_SET OF TASKS_
a) From the review of the two-volume set of early country recordings, list every recording that is given a year, with its performer and that year.
b) Continue the review of the two-volume set of early country recordings, picking up after its last sentence.

_DOCUMENT SECTION_

Another solo performer whose acquaintance I'm pleased to have made is Frederick 'Chubby' Parker, of Kentucky, whose 1931 recording of See the Black Clouds a-Breakin' Over Yonder appears on Volume 1.  It's a splendidly rumbustious, minstrel-style piece, accompanied on banjo & harmonica.

Inevitably, perhaps, some of the least familiar items are the less conspicuously rural ones.  The long-established interaction between native country music and professional showbusiness (not to mention the important influence of Hawaiian music) is demonstrated by another 1931 recording, also on Volume 1.  Bernard 'Slim' Smith's jaunty Breadline Blues includes a verse on harmonica, but is otherwise accompanied on steel guitar by Benny 'King' Nawahi.  Smith is not entirely comfortable with the characteristically sophisticated, swinging accompaniment, but does a good job nonetheless; and Nawahi, of course, is always worth hearing.

Similarly, each CD ends with a boldly atypical but entirely suitable example of borderline material.  The title track of the whole set, which closes Volume 1, is a sentimental piece written by Stephen Foster in 1854.  Like most of Foster's work, the words are somewhat challenging, but the tune is lovely, and the Graham Brothers' conventional vocal arrangement undeniably affecting.  As if in response, Volume 2 finishes with Them Good Old Times are Coming Back Again, by Jim Baird, whose real name apparently was Bill Elliott.  We're told that nothing else is known of him, and I have no idea whether he supplies the startling organ accompaniment.

Nineteenth-century pop songs are not the only representatives here of hard times preceding the depressions and depredations of the twentieth century.  It's worth mentioning (since I've been known to complain about the common prejudice against such material) that there are also two examples of what are usually called cowboy songs, though they have nothing to do with herding cattle.  In fact, they're excellent, ironic accounts of hard times on the western frontier.  Volume 1 includes Edward L  Crain's 1931 recording of Starving to Death on a Government Claim, also known as Lane County Bachelor.  Volume 2 boasts Jules Allen's classic 1929 recording of Little Old Sod Shanty, the well-known western parody of Little Old Log Cabin in the Lane.

_EXTRACTED INFORMATION_
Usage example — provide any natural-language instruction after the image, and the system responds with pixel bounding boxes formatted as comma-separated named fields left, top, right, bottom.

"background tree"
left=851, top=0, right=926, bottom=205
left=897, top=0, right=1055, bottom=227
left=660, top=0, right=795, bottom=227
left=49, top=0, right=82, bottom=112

_ANSWERS FOR THE TASKS_
a)
- See the Black Clouds a-Breakin' Over Yonder, Frederick 'Chubby' Parker, 1931
- Breadline Blues, Bernard 'Slim' Smith (steel guitar by Benny 'King' Nawahi), 1931
- Starving to Death on a Government Claim, Edward L Crain, 1931
- Little Old Sod Shanty, Jules Allen, 1929

b)
Apart from Lane Hardin - who may represent a simple oversight on my part - the black artists in this collection are unlikely to surprise any enthusiast, but the examples are all well chosen, and there will be no argument about the quality of artists like Scrapper Blackwell, Blind Blake, Barbecue Bob, John Estes, Peg Leg Howell, Charley Jordan, J D Short and Joe Williams.  Particularly well represented is the Jackson, Mississippi gang involving the Chatman & McCoy families.  The Mississippi Sheiks are not here, but Volume 2 includes The Northern Starvers are Returning Home by Charlie McCoy & Bo Carter, and Time Is Tight Like That by Bo Carter & Walter Vinson.  Best of all, though, is the contribution to Volume 1 by Alec Johnson, the medicine show veteran who recorded six tantalising sides in 1928.  On Miss Meal Cramp Blues, he is accompanied by Joe McCoy on guitar, Charlie McCoy on banjo-mandolin and Bo Carter on fiddle.  The playing is so lively, and the sound so full, there seems to be a piano in there too (I'm pretty sure there isn't).  Perhaps it's unnecessary to point out that the title refers not to some strangely named enamorata, but to the pain that results from missing a meal or five.  The song is related to I Heard the Voice of a Pork Chop, and very funny.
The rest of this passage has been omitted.